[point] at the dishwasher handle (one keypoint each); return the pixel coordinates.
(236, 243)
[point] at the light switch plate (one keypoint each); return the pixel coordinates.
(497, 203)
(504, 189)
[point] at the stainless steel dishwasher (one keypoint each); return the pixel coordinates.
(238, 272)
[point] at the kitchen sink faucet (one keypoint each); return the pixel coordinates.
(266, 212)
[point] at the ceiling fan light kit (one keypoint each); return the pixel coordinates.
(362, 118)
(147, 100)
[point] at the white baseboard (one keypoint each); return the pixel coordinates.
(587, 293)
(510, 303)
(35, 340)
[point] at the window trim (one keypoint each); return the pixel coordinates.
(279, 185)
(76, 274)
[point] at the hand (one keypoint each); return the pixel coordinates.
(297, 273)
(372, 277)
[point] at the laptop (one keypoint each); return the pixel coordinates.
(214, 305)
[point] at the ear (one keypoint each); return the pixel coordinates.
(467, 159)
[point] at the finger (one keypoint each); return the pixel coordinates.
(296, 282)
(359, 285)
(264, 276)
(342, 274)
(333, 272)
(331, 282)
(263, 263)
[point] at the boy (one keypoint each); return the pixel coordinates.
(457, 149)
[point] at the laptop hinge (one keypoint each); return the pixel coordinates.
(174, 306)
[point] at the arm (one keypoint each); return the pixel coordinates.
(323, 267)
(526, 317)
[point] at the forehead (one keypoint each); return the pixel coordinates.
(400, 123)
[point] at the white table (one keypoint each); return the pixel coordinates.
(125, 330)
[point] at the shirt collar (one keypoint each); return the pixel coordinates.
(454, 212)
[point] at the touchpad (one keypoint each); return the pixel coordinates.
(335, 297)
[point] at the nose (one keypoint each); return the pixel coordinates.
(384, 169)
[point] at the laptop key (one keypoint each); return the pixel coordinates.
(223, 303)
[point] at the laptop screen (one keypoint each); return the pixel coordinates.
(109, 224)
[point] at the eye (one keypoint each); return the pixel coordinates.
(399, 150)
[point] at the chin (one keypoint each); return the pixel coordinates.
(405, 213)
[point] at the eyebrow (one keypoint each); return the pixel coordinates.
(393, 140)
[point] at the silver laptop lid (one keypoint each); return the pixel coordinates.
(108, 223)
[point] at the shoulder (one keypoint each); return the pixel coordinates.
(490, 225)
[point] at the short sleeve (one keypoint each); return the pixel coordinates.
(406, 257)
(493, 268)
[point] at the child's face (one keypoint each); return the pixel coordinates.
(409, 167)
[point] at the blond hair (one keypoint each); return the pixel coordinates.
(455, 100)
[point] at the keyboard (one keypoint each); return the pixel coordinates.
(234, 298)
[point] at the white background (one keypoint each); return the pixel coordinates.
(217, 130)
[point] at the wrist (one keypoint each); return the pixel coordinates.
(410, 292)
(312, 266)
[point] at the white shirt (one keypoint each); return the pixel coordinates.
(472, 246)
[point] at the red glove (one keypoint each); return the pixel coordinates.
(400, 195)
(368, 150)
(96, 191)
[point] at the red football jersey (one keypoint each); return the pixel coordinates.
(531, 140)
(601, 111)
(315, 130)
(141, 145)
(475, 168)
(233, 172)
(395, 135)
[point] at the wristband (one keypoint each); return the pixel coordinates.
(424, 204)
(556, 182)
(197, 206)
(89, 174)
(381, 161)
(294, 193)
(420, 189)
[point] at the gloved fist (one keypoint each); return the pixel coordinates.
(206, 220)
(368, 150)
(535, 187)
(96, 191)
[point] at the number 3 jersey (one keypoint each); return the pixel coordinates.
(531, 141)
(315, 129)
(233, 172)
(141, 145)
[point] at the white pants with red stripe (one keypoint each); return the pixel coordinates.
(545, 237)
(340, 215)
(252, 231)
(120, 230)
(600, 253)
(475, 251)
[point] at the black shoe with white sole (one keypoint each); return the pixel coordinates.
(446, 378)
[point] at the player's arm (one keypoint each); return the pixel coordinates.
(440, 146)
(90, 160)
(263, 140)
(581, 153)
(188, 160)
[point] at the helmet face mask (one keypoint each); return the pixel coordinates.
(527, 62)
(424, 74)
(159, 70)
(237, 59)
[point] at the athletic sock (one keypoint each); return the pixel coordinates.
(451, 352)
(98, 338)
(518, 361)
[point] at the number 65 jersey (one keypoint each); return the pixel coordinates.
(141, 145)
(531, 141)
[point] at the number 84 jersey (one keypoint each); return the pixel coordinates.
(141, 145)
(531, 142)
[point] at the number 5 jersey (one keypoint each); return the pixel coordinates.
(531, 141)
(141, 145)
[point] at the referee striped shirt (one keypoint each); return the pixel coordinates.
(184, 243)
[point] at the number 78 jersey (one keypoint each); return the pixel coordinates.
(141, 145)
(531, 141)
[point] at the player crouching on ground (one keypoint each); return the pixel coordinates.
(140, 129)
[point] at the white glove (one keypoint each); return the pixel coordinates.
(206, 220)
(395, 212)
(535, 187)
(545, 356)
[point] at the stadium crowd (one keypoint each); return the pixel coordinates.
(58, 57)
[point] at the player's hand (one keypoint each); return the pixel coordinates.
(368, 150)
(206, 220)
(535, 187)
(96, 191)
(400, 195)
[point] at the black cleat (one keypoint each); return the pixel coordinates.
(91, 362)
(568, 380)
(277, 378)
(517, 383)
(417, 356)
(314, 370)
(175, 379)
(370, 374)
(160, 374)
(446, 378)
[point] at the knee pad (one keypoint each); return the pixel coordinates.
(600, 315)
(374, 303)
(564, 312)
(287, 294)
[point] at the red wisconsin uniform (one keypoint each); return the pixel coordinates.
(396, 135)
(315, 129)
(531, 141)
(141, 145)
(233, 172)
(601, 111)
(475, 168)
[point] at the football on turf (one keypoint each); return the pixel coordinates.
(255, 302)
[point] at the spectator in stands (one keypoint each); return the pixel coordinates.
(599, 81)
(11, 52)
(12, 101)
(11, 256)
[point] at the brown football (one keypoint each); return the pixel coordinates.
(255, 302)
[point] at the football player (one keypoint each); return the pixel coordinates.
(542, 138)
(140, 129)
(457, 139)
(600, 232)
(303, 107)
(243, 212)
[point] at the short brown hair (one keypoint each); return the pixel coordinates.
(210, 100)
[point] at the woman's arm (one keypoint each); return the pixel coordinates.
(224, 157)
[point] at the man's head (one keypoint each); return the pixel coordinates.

====================

:: EXERCISE DETAILS ::
Repeat, with no changes, each line from the one with "[point] at the knee" to the end of the listing, including both ends and nothing else.

:: ANSWER IN FULL ::
[point] at the knee pad (one keypoint each); return the pixel coordinates.
(600, 315)
(374, 303)
(564, 312)
(287, 294)
[point] at the red wisconsin uniform (one keypoint each); return the pixel coordinates.
(396, 135)
(315, 129)
(531, 141)
(141, 145)
(233, 172)
(601, 111)
(475, 168)
[point] at the football on turf (one keypoint each); return the pixel coordinates.
(255, 302)
[point] at the spectator in stands (one keypoint each); return the pixel coordinates.
(599, 81)
(11, 52)
(12, 101)
(11, 256)
[point] at the brown football (one keypoint each); return the pixel coordinates.
(255, 302)
[point] at the football player (one keypoint each); return the pixel coordinates.
(542, 138)
(140, 129)
(457, 139)
(600, 232)
(303, 107)
(243, 212)
[point] at the short brown hair (one keypoint each); return the pixel coordinates.
(210, 100)
[point] at the woman's arm (one keypoint each); return the pixel coordinates.
(224, 157)
[point] at the man's head (one keypoint each); return the pixel coordinates.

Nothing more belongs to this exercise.